Bild: Streng gläubige Katholiken: Claudine und Amadou Hebie aus Ouagadougou.
OUAGADOUGOU taz | Der große Esstisch der Familie Hebie ist für acht
Personen gedeckt. Neben den großen Tellern aus braunem Glas liegen weiße
Stoffservietten. Claudine Hebie hat den Tisch sorgfältig gedeckt. „Das
gemeinsame Essen kommt doch viel zu kurz im Alltag“, bedauert sie, „aber
mein Mann und ich haben abends oft Termine. Und die Kinder müssen
Hausaufgaben machen.“ Sie geht in die Küche, um die große Salatplatte zu
holen. Auch der Reis ist schon vorbereitet.
Amadou Hebie, Claudines Mann, ist allerdings noch nicht eingetroffen. Er
arbeitet für die Europäische Union und hat noch einen Termin. Der Fisch
brauche ohnehin noch ein paar Minuten, entschuldigt sich die Hausherrin.
Fisch an einem Freitag ist selbstverständlich für Familie Hebie. Es ist die
alte katholische Tradition, die daran erinnert, dass Christus an einem
Freitag am Kreuz gestorben ist. „Jetzt haben wir außerdem Fastenzeit. Da
nehmen wir es besonders genau damit“, sagt Claudine Hebie.

_Bereitgestelltes Material_
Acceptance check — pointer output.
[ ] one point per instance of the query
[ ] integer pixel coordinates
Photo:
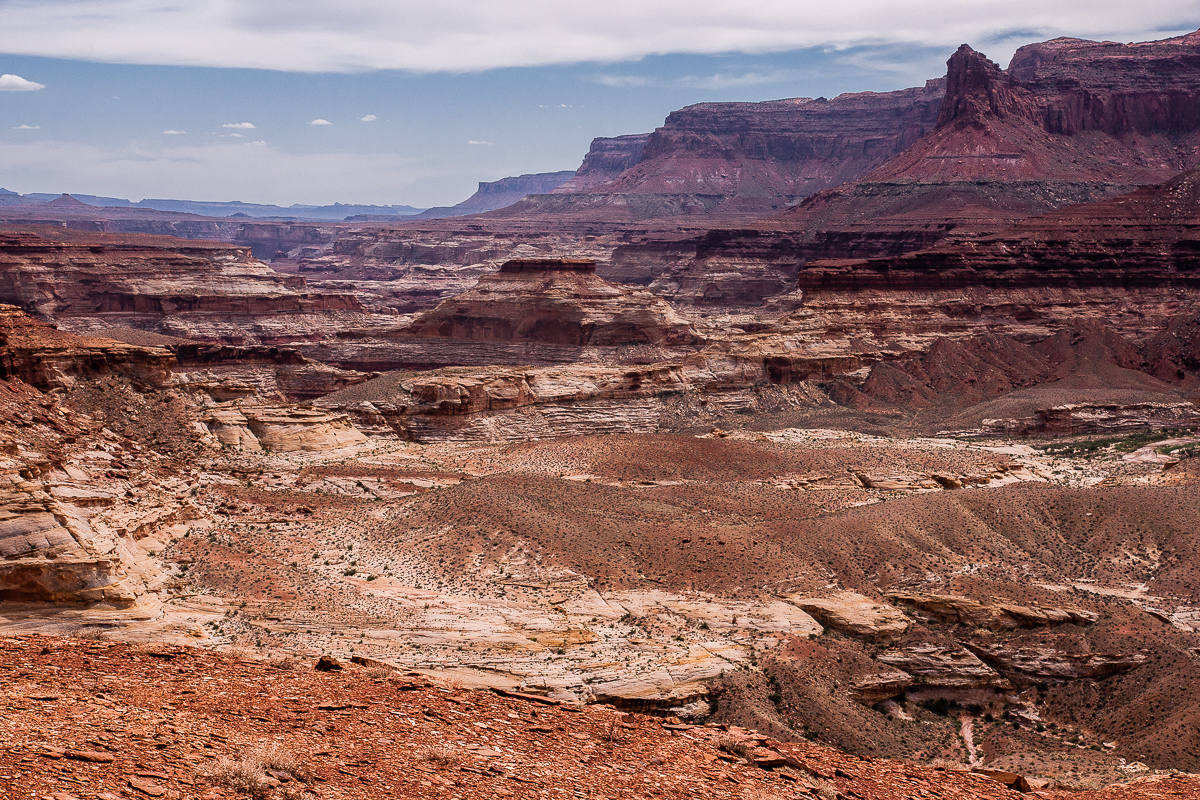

_Aufgabenstellung_
Gib den gesamten Textauszug über das Abendessen der Familie Hebie wortgetreu aus. Das Material ist eigenständig und gehört nicht zum Textauszug.

_Richtige Antwort_
Bild: Streng gläubige Katholiken: Claudine und Amadou Hebie aus Ouagadougou.
OUAGADOUGOU taz | Der große Esstisch der Familie Hebie ist für acht
Personen gedeckt. Neben den großen Tellern aus braunem Glas liegen weiße
Stoffservietten. Claudine Hebie hat den Tisch sorgfältig gedeckt. „Das
gemeinsame Essen kommt doch viel zu kurz im Alltag“, bedauert sie, „aber
mein Mann und ich haben abends oft Termine. Und die Kinder müssen
Hausaufgaben machen.“ Sie geht in die Küche, um die große Salatplatte zu
holen. Auch der Reis ist schon vorbereitet.
Amadou Hebie, Claudines Mann, ist allerdings noch nicht eingetroffen. Er
arbeitet für die Europäische Union und hat noch einen Termin. Der Fisch
brauche ohnehin noch ein paar Minuten, entschuldigt sich die Hausherrin.
Fisch an einem Freitag ist selbstverständlich für Familie Hebie. Es ist die
alte katholische Tradition, die daran erinnert, dass Christus an einem
Freitag am Kreuz gestorben ist. „Jetzt haben wir außerdem Fastenzeit. Da
nehmen wir es besonders genau damit“, sagt Claudine Hebie.